• [WHAT THE TASK REQUIRES]
Reproduce the material word for word; the images stay out.

• [EXCERPTED DATA]
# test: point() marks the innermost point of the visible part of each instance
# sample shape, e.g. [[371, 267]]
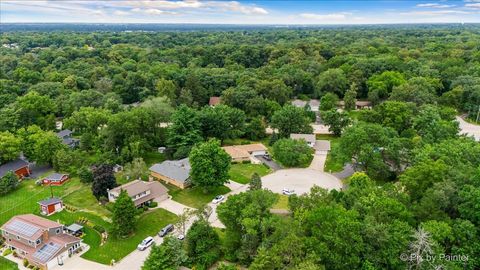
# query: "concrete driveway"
[[173, 206], [469, 129], [270, 163], [300, 180]]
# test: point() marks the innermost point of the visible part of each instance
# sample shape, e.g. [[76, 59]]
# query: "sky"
[[240, 12]]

• [RESULT BELOW]
# test: point() marks the innermost point of the visible part of each instance
# sample shape, e.g. [[371, 267]]
# query: "concrete driveway"
[[173, 206], [469, 129], [270, 163], [300, 180]]
# test: point() marks the innermost point of the visible part of each instance
# sample shape, e.g. [[76, 59]]
# query: "sky"
[[240, 12]]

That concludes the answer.